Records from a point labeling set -
####

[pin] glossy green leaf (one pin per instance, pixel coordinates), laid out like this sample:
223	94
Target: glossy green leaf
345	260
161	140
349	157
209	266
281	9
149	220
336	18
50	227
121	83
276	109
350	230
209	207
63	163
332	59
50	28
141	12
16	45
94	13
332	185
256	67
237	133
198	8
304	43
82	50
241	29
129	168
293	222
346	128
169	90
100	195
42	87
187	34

####

The exercise - Rescale all the entries above by writing out every line again, requests included, with each pin coordinate in the answers multiplied by 2.5 and rounded to a whole number, halves up. Leave the requests and their format samples unchanged.

Task answer -
[pin] glossy green leaf (one pin per instance, pixel coordinates), laid out like this sample:
223	94
Target: glossy green leaf
863	650
403	350
873	393
523	665
703	23
373	550
840	45
125	568
303	208
690	273
875	575
523	518
158	408
830	148
125	70
353	30
40	113
235	33
830	463
640	168
593	333
495	20
760	108
205	125
603	73
323	420
733	555
865	320
423	225
250	488
105	218
468	85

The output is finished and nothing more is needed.